■ ZU ERLEDIGENDE AUFGABEN
1. Wie viel Prozent seiner weltweit ausgeführten Leistungen muss ein Unternehmer laut dem Text über Reverse Charge bei Bauleistungen im vorangegangenen Kalenderjahr als Bauleistungen erbracht haben, damit das Finanzamt ihm die Bescheinigung erteilt?
2. Fahre mit dem Text über Reverse Charge bei Bauleistungen im Anschluss an dessen letzten Satz fort.

■ DOKUMENTAUSZUG

Reverse Charge bei Bauleistungen

Führt ein Unternehmer Werklieferungen oder sonstige Leistungen, die der Herstellung, Instandsetzung, Instandhaltung, Änderung oder Beseitigung von Bauwerken dienen, aus, wird der Leistungsempfänger zum Steuerschuldner (Reverse-Charge-Verfahren) für die ihm gegenüber ausgeführte Leistung, wenn er selbst nachhaltig solche Leistungen ausführt (§ 13b Abs. 2 Nr. 4 i. V. m. Abs. 5 Satz 2 UStG).

Hinweis: Die Frage, unter welchen Voraussetzungen ein Leistungsempfänger als „bauleistender Unternehmer“ anzusehen ist, war eine der umstrittensten Fragen in 2014. Nach der zum 1.10.2014 in Kraft getretenen Gesetzesänderung wird der Leistungsempfänger gegenüber dem leistenden Unternehmer die Eigenschaft als bauleistender Unternehmer regelmäßig mit dem Formular USt 1 TG nachweisen. Das Finanzamt erteilt dem Unternehmer diese Bescheinigung, wenn er im vorangegangenen Kalenderjahr mehr als 10 % seiner weltweit ausgeführten Leistungen als Bauleistungen erbracht hat.

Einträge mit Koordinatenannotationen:

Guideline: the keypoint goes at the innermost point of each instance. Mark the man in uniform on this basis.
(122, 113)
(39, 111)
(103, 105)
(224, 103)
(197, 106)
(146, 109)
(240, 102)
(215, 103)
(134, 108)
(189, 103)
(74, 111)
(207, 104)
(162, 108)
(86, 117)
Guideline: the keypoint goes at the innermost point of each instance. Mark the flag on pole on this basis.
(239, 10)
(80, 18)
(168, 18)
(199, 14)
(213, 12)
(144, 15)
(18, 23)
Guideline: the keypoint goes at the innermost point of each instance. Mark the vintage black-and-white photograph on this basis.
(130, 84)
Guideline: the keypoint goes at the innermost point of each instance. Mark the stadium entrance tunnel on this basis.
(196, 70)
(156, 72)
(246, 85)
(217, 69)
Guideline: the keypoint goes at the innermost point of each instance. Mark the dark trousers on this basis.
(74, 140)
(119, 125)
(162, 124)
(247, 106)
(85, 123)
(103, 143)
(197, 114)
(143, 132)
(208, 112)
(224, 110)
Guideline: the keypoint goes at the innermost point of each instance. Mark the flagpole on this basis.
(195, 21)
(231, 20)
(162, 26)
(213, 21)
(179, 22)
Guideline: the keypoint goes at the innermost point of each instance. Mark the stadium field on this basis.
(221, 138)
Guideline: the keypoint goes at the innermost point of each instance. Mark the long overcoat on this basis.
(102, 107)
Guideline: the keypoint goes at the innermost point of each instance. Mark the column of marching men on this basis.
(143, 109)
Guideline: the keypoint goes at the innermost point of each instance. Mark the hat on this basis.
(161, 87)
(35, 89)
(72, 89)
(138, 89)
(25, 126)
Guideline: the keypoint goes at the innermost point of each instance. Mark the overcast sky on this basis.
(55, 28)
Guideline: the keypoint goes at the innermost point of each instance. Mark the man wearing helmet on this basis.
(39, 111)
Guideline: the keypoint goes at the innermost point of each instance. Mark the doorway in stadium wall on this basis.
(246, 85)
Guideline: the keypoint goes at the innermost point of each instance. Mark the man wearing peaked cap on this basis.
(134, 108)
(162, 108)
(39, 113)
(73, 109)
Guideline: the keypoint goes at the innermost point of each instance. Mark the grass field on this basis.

■ LÖSUNGEN ZUR ÜBUNG
1. Mehr als 10 %.

2.
Die Anwendung des § 13b Abs. 4 Nr. 2 UStG setzt unter anderem voraus, dass eine Tätigkeit im Zusammenhang mit einem Bauwerk ausgeführt wird. Der BFH (Urteil v. 28.8.2014, V R 7/14,  Haufe Index 7400376) hatte im August 2014 entgegen der Auffassung der Finanzverwaltung festgestellt, dass Betriebsvorrichtungen nicht zu den Bauwerken gehören und demnach Arbeiten an oder die Errichtung von Betriebsvorrichtungen nicht in den Anwendungsbereich des § 13b UStG fallen.

Wichtig: Betriebsvorrichtungen dienen gegenüber einem Bauwerk eigenständigen Zwecken. Sie haben keine Funktion für das Bauwerk, sondern sind dort lediglich untergebracht (BGH, Urteil v. 15.5.1997, VII ZR 287/95). Ein Einbau von Betriebsvorrichtungen führt zu keiner Änderung des Bauwerks.

BMF-Schreiben vom 28.7.2015

Die Finanzverwaltung hat zu dem Urteil des BFH einen Nichtanwendungserlass herausgegeben und wendet die Schlussfolgerungen des BFH über den entschiedenen Fall hinaus nicht an.

Nach Auffassung der Finanzverwaltung können auch Betriebsvorrichtungen in den Anwendungsbereich des § 13b Abs. 2 Nr. 4 UStG fallen. Im Wesentlichen geht es um die Auslegung des Begriffs der Bauleistungen nach Art. 199 Abs. 1 Buchst. a MwStSystRL. Dabei sei der Begriff der Bauleistung nicht nur auf Leistungen im Zusammenhang mit einem Grundstück beschränkt, sondern weiter auszulegen. Die Angabe „im Zusammenhang mit Grundstücken“ soll sich nur auf die Angabe „Reparatur-, Reinigungs- Wartungs-, Umbau und Abbruchleistungen“ beziehen. Bei Bauleistungen muss hingegen nicht zwingend ein Zusammenhang mit einem Grundstück gegeben sein. Zutreffend stellt die Finanzverwaltung fest, dass die Begriffe nicht nach nationalem Bewertungsrecht auszulegen sind.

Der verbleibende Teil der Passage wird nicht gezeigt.